取り組む課題:
(A) 太陽についての文章で「太陽はその圧倒的な熱と光を放出し」から始まる段落を、主な内容を残して箇条書きに短くまとめてください。
(B) 太陽についての文章によると、筆者の洗礼名は何ですか。
(C) 太陽についての文章にある「そのリズムを創りだしているのが太陽だ。」という一文を英語に訳してください。

提示された文章:
亡霊の合唱などに脅かされる真夜中のひ弱な生。それが圧倒的な太陽の輝きによって生まれ変わる。闇・・・そして光。破滅・・・そして再生。衰退・・・そして生成と発展。この地上に生きとし生きるものが絶えず繰りかえす営み。そのリズムを創りだしているのが太陽だ。
 また、僕の洗礼名の聖フランシスコのbrother sun, sister moon!という言葉も脳裏に浮かぶ。「兄弟なる太陽よ、姉妹なる月よ!」か・・・・・。神様によって共に創られた兄弟姉妹という意味なんだろうけど、なんという偉大な兄弟姉妹だろう。
 キリスト教的世界観からすると、人類こそが神が創った被造物の中で最も高次なものであり、自然はその下に位置するように解釈されるが、こうして太陽を拝みながら歩いていると、人類の方が太陽より偉いなんてとてもとても思えない。対等でもない。あっちの方がどう見たって偉いに決まってる。
 太陽はその圧倒的な熱と光を放出し、そのお陰で、人類を含むこの地上の全ての被造物が生きることを許されているのだ。その無償の愛の姿は我々人類の生き方の模範ともいえる。それを考えると、これはむしろ信仰の対象となるべきものではないか。朝晩大地に両手をついて拝みたい気持ちにだってなるさ。僕も時々歩きながら太陽に向かって両手を大きく広げる。すると道行く人が変な目で見るので、広げた手をただちに折り曲げて、ストレッチしているフリをするんだ。

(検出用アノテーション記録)
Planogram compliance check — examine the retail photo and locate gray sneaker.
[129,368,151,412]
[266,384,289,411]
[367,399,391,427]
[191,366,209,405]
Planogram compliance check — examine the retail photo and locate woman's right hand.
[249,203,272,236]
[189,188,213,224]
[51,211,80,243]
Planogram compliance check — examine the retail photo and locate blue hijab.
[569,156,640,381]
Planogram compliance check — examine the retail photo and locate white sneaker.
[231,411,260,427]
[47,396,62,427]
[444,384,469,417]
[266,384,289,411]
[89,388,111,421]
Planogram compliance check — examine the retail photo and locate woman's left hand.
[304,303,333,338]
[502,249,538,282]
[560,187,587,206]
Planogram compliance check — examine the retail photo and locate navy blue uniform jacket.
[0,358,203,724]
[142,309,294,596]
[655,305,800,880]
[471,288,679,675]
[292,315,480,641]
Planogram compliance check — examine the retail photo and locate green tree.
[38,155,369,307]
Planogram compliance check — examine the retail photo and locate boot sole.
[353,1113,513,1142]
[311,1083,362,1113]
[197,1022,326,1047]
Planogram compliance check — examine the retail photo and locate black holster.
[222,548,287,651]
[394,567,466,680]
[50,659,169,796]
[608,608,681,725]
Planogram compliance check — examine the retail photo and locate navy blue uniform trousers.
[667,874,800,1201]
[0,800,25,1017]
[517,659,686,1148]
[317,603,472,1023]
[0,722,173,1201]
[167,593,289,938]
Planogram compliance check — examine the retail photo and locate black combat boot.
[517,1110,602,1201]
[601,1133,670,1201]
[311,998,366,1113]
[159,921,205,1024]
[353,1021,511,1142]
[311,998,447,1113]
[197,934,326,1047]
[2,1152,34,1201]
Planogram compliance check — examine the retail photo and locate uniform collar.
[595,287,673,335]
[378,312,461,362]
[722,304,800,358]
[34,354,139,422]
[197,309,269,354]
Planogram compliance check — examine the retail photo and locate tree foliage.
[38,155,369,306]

* * *

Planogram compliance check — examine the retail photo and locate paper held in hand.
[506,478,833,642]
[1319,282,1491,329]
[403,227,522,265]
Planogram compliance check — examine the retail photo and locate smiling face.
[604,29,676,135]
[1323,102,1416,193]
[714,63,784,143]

...

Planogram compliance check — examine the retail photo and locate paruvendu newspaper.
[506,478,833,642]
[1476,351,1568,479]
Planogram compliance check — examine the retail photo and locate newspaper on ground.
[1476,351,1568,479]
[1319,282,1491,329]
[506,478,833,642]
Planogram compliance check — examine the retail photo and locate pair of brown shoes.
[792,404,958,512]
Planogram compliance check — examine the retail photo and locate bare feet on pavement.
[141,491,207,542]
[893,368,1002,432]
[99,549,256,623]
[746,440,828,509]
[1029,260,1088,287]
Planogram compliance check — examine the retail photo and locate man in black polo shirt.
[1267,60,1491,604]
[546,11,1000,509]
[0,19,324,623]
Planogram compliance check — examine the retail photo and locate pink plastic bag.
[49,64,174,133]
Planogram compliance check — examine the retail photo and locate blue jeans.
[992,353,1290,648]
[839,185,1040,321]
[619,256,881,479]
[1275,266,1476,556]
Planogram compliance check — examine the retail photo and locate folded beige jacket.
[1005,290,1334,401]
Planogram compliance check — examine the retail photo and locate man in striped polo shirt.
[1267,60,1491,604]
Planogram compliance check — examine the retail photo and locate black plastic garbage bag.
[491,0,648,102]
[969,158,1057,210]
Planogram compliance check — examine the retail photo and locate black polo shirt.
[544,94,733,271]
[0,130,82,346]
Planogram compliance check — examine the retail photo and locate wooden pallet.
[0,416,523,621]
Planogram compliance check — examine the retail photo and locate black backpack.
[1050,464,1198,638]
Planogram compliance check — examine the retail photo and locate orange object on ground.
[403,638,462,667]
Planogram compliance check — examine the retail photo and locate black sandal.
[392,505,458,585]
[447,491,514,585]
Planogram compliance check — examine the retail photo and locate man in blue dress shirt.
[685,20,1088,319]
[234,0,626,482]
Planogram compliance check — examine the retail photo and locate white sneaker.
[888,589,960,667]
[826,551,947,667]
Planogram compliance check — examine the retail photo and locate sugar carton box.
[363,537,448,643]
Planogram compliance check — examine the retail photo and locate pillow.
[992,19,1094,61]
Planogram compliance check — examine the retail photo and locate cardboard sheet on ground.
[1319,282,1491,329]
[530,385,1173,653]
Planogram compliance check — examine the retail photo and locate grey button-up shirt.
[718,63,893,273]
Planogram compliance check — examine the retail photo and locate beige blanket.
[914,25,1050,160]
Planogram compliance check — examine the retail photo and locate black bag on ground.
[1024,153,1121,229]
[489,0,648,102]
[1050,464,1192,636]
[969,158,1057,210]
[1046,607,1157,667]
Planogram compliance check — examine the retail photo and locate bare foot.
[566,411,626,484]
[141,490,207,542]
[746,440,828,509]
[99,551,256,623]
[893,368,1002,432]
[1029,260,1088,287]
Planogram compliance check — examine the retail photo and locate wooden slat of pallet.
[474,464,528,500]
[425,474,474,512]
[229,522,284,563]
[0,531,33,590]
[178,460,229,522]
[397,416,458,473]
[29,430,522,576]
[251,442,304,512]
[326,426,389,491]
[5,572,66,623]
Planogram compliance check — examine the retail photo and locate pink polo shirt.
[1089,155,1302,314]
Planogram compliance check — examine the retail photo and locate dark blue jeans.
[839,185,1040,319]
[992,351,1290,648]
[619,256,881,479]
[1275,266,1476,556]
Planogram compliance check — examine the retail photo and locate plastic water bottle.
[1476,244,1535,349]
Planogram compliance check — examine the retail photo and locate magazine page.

課題ごとの解答:
(A)
- 太陽は圧倒的な熱と光を出している。そのお陰で、人類を含む地上の全ての被造物が生きていられる。
- 太陽の無償の愛の姿は、人類の生き方の手本といえる。
- そう考えると、太陽はむしろ信仰の対象になるべきもので、朝晩拝みたい気持ちにもなる。
- 筆者は歩きながら時々、太陽に向かって両手を大きく広げる。
- 通りがかりの人に変な目で見られると、すぐに手を曲げてストレッチしているフリをする。

(B) 聖フランシスコです。

(C) It is the sun that creates that rhythm.